GOAL OF THE EXERCISE
Express the entries from the line containing "Tag the white shirt" down through the line containing "[(38, 78), (120, 56), (130, 47)]" as a two-column CSV headed instruction and points, with one row per entry. Give its text under instruction and its answer under points, each in a single quoted field with line breaks replaced by spaces.

>> Begin

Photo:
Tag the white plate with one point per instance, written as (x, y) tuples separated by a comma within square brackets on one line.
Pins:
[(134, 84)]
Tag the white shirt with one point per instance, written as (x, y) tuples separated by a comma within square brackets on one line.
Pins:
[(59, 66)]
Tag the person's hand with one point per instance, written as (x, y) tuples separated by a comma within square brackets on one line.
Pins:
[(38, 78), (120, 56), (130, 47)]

>> End
>> Begin

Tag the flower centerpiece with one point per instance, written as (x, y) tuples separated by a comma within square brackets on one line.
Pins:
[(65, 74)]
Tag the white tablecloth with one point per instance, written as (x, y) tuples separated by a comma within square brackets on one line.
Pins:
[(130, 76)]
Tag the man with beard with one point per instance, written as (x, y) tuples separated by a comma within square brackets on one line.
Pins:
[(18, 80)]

>> End

CORRECT OUTPUT
instruction,points
"Tag the white shirt with one point per instance, written as (x, y) tuples separated by a comma within square brackets on one line. Pins:","[(59, 66)]"
"Tag the person's hand with one point per instance, written as (x, y) tuples separated by a comma within square brackets on one line. Pins:","[(38, 78), (120, 56), (130, 47)]"